PASSAGE GIVEN:
------------
The funny thing is that calories are supposed to be a device to help us stay thin, yet it is the cultures that resolutely refuse to reduce food to calories that successfully stay thin. Yet it never occurs to our rationalist society that the human mind isn’t designed to think of food in abstractions like calories, and the more we do so the more we will develop a dysfunctional relationship to food. Such an “irrational” idea would never be entertained or studied in America. It goes against the cultural grain.

Take clothing. There is a national prejudice against refinement or beauty in clothing, especially for men. Clothing is supposed to be utilitarian and workmanlike and utterly divorced from any aesthetic or emotional consideration. Again, the loss of texture to life is enormous.

I listed these two relatively trivial examples to show how pervasive the stripping of emotion from human life is in America – there are much more significant examples ready to hand. Emotional aridity, not by default but by conviction, reaches even the trivia of our life.



George:

I do hold out hope that China, Vietnam, and other Asian countries will recover their cultural balance in time. I don’t think their corruption is necessarily final, and I realize its in response to extreme national traumas we can hardly imagine. China’s very survival as an independent nation was at stake, and it can’t be easy to develop a nuanced response to that.

At the end of the day, the immense history of Asia pulls against the recent changes, and let us hope that will be the decisive factor.



George:

I’m not against hygiene and development per se [...] but when a civilization elevates them to the supreme values, as America has, they cannot form the basis for a satisfying human life. Balance in all things.

The refined humanism of the old Chinese civilization, despite rendering it helpless in the face of ferocious Westerners, was an immensely more satisfying human arrangement than anything to be found in the West. Russel was not the only person to think so – a common theme in Western writers on Asia in the 19th century was the oddly more satisfying texture of life in Asia, and the strange inability of the West to provide a spiritually satisfying counterpart. The West has bred an entire class of disaffected adventurers who sought emotional solace in the non-West – from Captain Sir Richard Burton, to Rimbaud, the likes of which have no clear analogues in other cultures. Clearly there is something inadequate in Western life. This is an almost repetitive refrain in 19th century European writings on the on-West.

The West has many glories, but it has missed something vital, and as America is the purified expression of Western values stripped of its contingent historical accretions, it amplifies this Western inadequacy to a grotesque degree.



Kiza:

The first step on the path of enlightenment is to read an opposite view of the world or your country [...] Even if this view is opposite to the firmly established self-preconceptions that the US nation is the savior of the World (especially savior of Africa, poor Africa with such savior). It is much more mentally comfortable to live in a mono-opinionated environment, the land of the group-think. But there is no insight in such environment, there is no progress. The opposite point a few is like a little trigger, often denied and despised, forgotten, pushed to the back of the mind. But one day, when sufficient evidence mounts, it comes to the surface and, just sometimes, become a new belief.

The only thing that your “analysis” of Dave proves is that US is just the kind of country he described: narrow-minded, shallow and full of prejudices. And the way I described the US: unjustified extreme self-confidence, intolerance, exceptionalism and xenophobia.

I wish you to never drop to the bottom of a bottle like he has, which does not make him any worse than you are, maybe better.
------------
DATA SECTION:
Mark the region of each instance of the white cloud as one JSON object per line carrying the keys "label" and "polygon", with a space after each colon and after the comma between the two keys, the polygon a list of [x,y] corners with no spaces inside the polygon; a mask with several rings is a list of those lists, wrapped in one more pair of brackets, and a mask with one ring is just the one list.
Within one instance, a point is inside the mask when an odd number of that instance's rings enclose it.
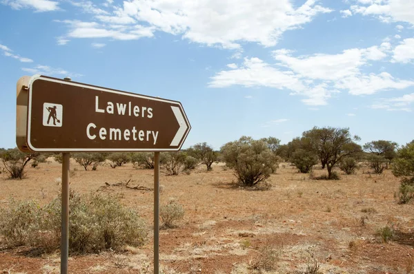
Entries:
------------
SET TASK: Which two people does the passage on Western culture name as disaffected adventurers who sought emotional solace in the non-West? The material comes from a source other than the passage on Western culture.

CORRECT RESPONSE: Captain Sir Richard Burton and Rimbaud.